WHAT NEEDS TO BE DONE →
Recast the material below as a numbered list with one entry per line, leaving out blank lines.

····················

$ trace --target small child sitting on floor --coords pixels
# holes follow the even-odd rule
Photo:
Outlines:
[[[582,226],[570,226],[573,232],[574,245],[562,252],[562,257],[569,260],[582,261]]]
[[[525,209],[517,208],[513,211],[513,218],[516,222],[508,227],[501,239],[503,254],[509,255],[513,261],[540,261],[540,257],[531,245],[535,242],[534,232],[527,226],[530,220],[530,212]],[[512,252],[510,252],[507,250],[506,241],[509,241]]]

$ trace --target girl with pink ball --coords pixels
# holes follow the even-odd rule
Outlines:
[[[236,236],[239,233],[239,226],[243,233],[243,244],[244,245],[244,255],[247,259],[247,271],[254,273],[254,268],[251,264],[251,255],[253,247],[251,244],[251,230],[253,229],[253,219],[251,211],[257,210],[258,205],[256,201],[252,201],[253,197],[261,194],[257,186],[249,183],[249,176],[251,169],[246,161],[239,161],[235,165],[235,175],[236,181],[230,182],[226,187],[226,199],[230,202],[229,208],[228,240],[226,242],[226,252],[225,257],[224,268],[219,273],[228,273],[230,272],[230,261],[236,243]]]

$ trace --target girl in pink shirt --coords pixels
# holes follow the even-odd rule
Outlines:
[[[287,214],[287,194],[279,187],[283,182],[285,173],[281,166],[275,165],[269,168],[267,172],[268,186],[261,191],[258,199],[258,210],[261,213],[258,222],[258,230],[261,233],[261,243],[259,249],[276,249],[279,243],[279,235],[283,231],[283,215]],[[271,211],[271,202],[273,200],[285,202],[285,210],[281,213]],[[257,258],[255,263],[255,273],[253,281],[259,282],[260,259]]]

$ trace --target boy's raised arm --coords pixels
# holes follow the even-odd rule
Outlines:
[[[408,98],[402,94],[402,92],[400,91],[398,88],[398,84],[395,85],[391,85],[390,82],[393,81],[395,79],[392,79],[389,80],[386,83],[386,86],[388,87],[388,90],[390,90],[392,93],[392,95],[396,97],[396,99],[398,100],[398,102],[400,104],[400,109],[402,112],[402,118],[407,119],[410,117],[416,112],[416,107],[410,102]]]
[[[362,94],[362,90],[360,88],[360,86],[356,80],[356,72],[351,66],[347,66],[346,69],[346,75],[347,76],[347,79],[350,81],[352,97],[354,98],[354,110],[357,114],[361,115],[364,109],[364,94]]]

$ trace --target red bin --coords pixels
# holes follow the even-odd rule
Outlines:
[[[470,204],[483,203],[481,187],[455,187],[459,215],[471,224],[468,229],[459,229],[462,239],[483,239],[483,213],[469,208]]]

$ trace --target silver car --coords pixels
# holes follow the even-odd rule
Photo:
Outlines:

····················

WORKED SOLUTION →
1. $ trace --target small child sitting on floor --coords pixels
2. # holes follow the even-odd rule
3. Photo:
4. Outlines:
5. [[[582,226],[570,226],[573,232],[574,245],[562,252],[562,257],[569,260],[582,261]]]
6. [[[525,209],[517,208],[513,211],[513,218],[516,222],[508,227],[501,239],[503,254],[509,255],[513,261],[540,261],[540,257],[531,245],[535,242],[534,232],[527,226],[530,220],[530,212]],[[512,252],[510,252],[507,250],[506,241],[509,241]]]
7. $ trace --target girl with pink ball --coords pixels
8. # holes follow the even-odd rule
9. Outlines:
10. [[[236,236],[239,233],[239,226],[243,233],[243,244],[244,245],[244,255],[247,259],[247,271],[254,273],[254,268],[251,264],[251,255],[253,247],[251,244],[251,230],[253,229],[253,219],[251,211],[257,210],[258,205],[256,201],[252,201],[253,197],[261,194],[257,186],[249,183],[249,176],[251,169],[246,161],[239,161],[235,165],[235,175],[236,181],[230,182],[226,187],[226,199],[230,202],[229,208],[228,240],[226,242],[226,252],[225,257],[224,268],[219,273],[228,273],[230,272],[230,261],[236,243]]]
11. $ trace --target girl in pink shirt --coords pixels
12. # holes follow the even-odd rule
13. Outlines:
14. [[[287,214],[287,194],[279,187],[283,182],[285,173],[281,166],[275,165],[269,168],[267,172],[268,186],[261,191],[258,199],[258,210],[261,213],[258,222],[258,230],[261,233],[261,243],[259,249],[276,249],[279,243],[279,235],[283,231],[283,215]],[[271,211],[271,202],[273,200],[285,202],[285,210],[281,213]],[[257,258],[255,263],[255,273],[253,281],[259,282],[260,259]]]
15. $ trace --target boy's raised arm --coords pixels
16. # holes follow the even-odd rule
17. Outlines:
18. [[[408,98],[402,94],[402,92],[400,91],[398,88],[398,84],[395,85],[391,85],[390,82],[393,81],[395,79],[392,79],[389,80],[386,83],[386,86],[388,87],[388,90],[390,90],[392,93],[392,95],[396,97],[396,99],[398,100],[398,102],[400,104],[400,109],[402,112],[402,118],[407,119],[410,117],[416,112],[416,107],[410,102]]]
19. [[[362,94],[362,90],[360,88],[360,86],[356,80],[356,72],[351,66],[347,66],[346,69],[346,75],[347,76],[347,79],[350,81],[352,97],[354,98],[354,110],[357,114],[361,115],[364,109],[364,94]]]
20. $ trace --target red bin --coords pixels
21. # holes follow the even-odd rule
22. Outlines:
23. [[[470,204],[483,203],[481,187],[455,187],[459,215],[471,224],[468,229],[459,229],[462,239],[483,239],[483,213],[469,208]]]
24. $ trace --target silver car --coords pixels
25. # holes follow the even-odd rule
26. Photo:
27. Outlines:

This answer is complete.